* Description of the task:
Without the pictures, return all of the material exactly as written.

* Dataset records:
- - -

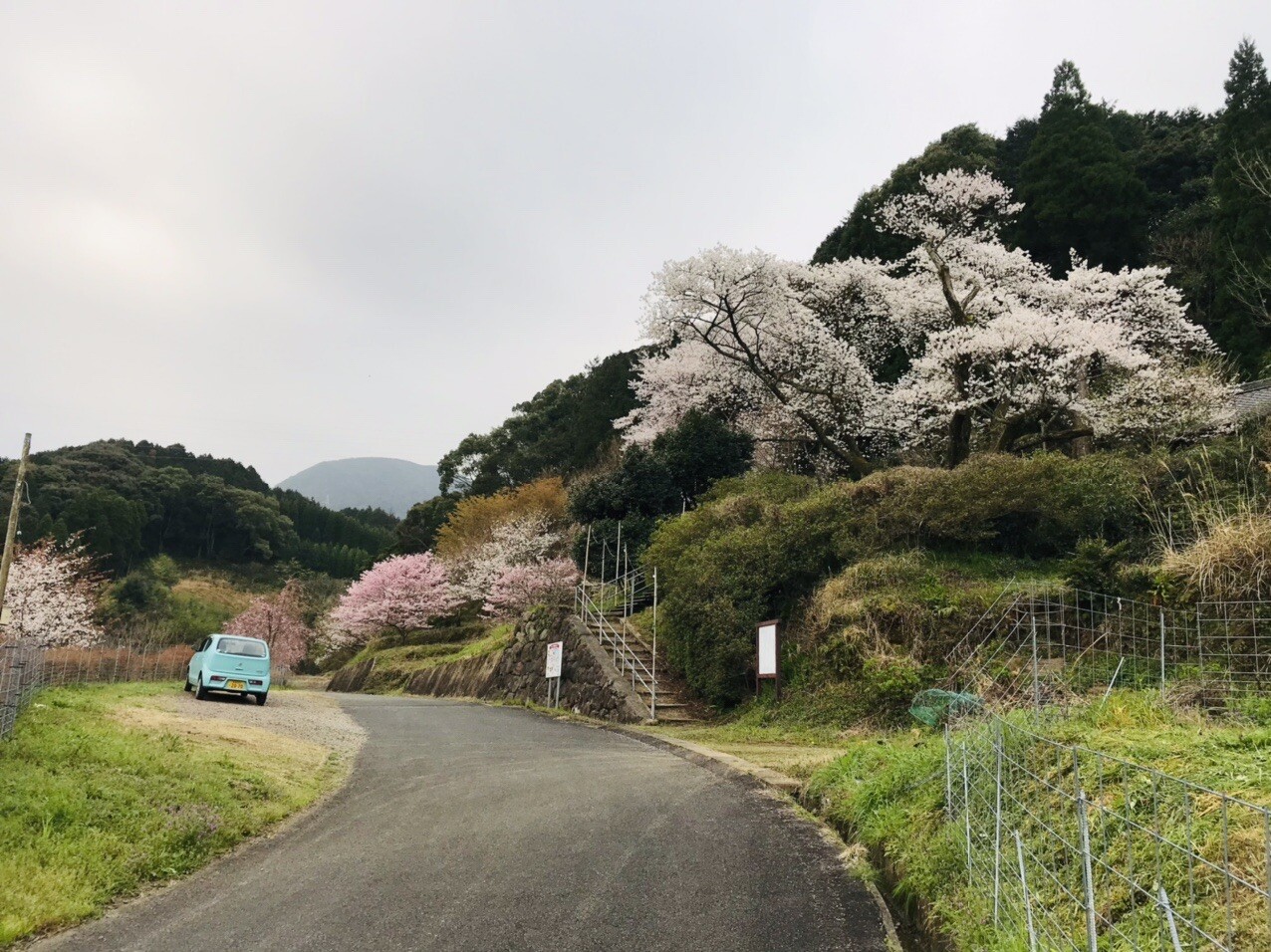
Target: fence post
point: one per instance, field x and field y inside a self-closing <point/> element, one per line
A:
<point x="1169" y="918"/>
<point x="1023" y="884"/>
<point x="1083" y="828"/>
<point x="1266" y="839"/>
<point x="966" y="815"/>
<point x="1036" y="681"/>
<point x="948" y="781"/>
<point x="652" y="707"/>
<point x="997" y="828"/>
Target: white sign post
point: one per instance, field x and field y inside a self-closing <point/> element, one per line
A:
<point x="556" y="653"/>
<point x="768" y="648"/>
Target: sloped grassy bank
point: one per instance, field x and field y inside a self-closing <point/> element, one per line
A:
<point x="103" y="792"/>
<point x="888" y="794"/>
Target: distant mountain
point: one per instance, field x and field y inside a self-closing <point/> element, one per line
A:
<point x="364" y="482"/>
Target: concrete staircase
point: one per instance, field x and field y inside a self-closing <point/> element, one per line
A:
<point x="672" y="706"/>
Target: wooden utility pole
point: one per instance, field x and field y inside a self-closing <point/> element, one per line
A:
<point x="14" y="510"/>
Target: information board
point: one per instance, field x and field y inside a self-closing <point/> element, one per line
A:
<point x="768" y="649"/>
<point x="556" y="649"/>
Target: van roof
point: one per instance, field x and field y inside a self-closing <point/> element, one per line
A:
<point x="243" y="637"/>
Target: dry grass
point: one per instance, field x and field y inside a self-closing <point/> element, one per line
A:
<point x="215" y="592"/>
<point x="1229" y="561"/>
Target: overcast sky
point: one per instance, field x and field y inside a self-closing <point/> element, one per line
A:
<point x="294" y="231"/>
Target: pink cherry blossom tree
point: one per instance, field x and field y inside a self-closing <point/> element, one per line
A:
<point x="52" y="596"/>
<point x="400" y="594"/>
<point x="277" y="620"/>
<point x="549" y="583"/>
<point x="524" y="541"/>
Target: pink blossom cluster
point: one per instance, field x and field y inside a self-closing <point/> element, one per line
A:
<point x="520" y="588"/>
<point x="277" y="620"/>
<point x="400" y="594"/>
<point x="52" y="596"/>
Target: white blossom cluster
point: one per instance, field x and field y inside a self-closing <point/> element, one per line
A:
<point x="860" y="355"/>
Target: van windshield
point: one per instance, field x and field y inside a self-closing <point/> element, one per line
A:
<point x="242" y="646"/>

- - -

* Problem solution:
Target: fence post
point: one per instance, field x and field y inside a self-closing <point/> element, one per line
A:
<point x="1169" y="918"/>
<point x="1023" y="884"/>
<point x="1083" y="828"/>
<point x="1266" y="839"/>
<point x="966" y="815"/>
<point x="1036" y="681"/>
<point x="948" y="781"/>
<point x="652" y="707"/>
<point x="997" y="828"/>
Target: white sign post
point: one per instance, field x and field y inside a self-closing <point/> element, one per line
A:
<point x="556" y="653"/>
<point x="768" y="648"/>
Target: sloped grassy bank
point: one per instance, field x and field y inside a self-closing <point/> element, one per line
A:
<point x="103" y="792"/>
<point x="888" y="794"/>
Target: distant mountain
point: one per instance, field x and field y inside a self-closing <point/> element, one per line
A:
<point x="364" y="482"/>
Target: concrete staircase
point: one per instance, field x and field y inside a self-closing <point/> element, one per line
A:
<point x="672" y="706"/>
Target: wooden utility pole
point: one per instance, field x and field y inside a self-closing <point/> element, one per line
A:
<point x="14" y="510"/>
Target: information board
point: one per instance, field x and field y inside a self-closing <point/> element, one per line
A:
<point x="768" y="649"/>
<point x="556" y="649"/>
Target: van roof
point: one per instance, field x and field y inside a self-closing <point/> element, one per line
A:
<point x="243" y="637"/>
Target: dry grass
point: one per instance, field x and field y inside a self-closing <point/> element, one per line
A:
<point x="215" y="592"/>
<point x="1229" y="561"/>
Target: overcast sky
point: one per instance, field x and field y inside a self-closing <point/> element, one per line
A:
<point x="294" y="231"/>
Target: pink cherry blossom tree
point: one per instance, field x and field y inside a self-closing <point/> element, one per line
A:
<point x="52" y="596"/>
<point x="400" y="594"/>
<point x="277" y="620"/>
<point x="549" y="583"/>
<point x="524" y="541"/>
Target: pink blossom cluster
point: one per instance, field x and field y inside a self-closing <point/> element, one per line
A:
<point x="520" y="588"/>
<point x="277" y="620"/>
<point x="400" y="594"/>
<point x="52" y="596"/>
Target: white blossom cluster
point: one per instance, field x and field y inside a self-closing <point/> element, one per line
A:
<point x="860" y="355"/>
Target: van windshield
point: one per instance, field x and field y inside a self-closing <point/> element, one per line
A:
<point x="242" y="646"/>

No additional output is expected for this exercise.